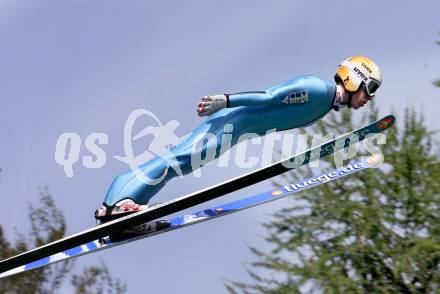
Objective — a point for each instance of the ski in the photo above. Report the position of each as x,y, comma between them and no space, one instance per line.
206,214
196,198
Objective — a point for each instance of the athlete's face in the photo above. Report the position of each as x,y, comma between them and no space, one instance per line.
360,98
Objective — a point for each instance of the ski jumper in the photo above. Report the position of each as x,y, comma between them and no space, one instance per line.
293,104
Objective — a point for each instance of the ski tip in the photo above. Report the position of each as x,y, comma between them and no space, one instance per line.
386,122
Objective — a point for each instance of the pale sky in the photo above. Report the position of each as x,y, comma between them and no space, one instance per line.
84,66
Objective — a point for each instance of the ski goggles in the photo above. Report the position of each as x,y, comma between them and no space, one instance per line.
371,87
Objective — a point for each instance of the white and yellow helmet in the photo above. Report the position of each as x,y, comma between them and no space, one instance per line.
358,71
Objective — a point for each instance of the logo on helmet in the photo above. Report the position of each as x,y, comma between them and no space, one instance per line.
361,74
367,68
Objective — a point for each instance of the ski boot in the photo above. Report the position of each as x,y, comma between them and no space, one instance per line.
124,208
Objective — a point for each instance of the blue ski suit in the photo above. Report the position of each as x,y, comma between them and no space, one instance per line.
293,104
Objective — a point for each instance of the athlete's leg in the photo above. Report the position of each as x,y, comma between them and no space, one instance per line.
141,185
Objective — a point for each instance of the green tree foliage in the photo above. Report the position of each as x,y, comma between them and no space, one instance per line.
48,224
437,82
375,231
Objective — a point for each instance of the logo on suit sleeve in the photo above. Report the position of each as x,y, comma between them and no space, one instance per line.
299,97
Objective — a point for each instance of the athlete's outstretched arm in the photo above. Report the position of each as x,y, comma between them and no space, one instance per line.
274,95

--- Task directions ---
Copy the part of the records that opens with the line containing "Objective — a point for each instance of the ski goggles" and runs to the end of the records, keeping the requests. Increase every x and y coordinate in the answers by 124.

--- Correct result ---
Objective — a point for each instance of the ski goggles in the photo above. Report the position of each as x,y, comma between them and no space, one instance per line.
495,211
Objective — a point for each instance of the white and yellow helmet in the photo above. Report the position of each as x,y, comma between them and no space, one instance per line.
482,195
Objective — a point for each instance of the logo on helmet in the photo above. Report the position of each as x,y, comma between them and no space, one instance per line.
485,198
491,192
Objective — a point for each instance of the ski boot in the photo above. Report the position of each as x,y, comma between them and no space, one instance per line.
248,332
Objective — a point for each instance of the blue ski suit in the photo above. Report the position of each as x,y, comma between them and no space, one instance per line.
417,228
Objective — a point for each instance of the athlete's leg in the photo above. Report the position of each as x,y, comma between them and no space, one instance per line.
265,309
Objective — a point for each instance of the green tree foliage in the photo above. Report the position of each as x,y, comma between them and no space, one instance per line.
172,348
561,206
499,355
Objective — a point for each instance of the logo on suit sleeve in the photo above. Report the position of each as x,y, comma between them and no space, one instance per line.
423,221
Objective — a point for each instance of the athlete's outstretched arm in the photo above. Report the position of each as x,y, comma between them and no space, one instance per line.
398,219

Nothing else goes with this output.